- TASK -
Please format the listing below as a two-column CSV with the headers instruction and output, giving each text its own row beside its answer. Put every field in quotes and turn any line breaks inside a field into spaces.

- PROVIDED INFORMATION -
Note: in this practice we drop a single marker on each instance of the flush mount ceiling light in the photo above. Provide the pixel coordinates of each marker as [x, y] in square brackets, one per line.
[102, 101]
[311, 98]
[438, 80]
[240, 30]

- CORRECT OUTPUT -
instruction,output
"Note: in this practice we drop a single marker on each instance of the flush mount ceiling light in the photo above. Provide the pixel coordinates of each marker as [x, y] in square brackets, one per line.","[102, 101] [311, 98] [438, 80] [240, 30]"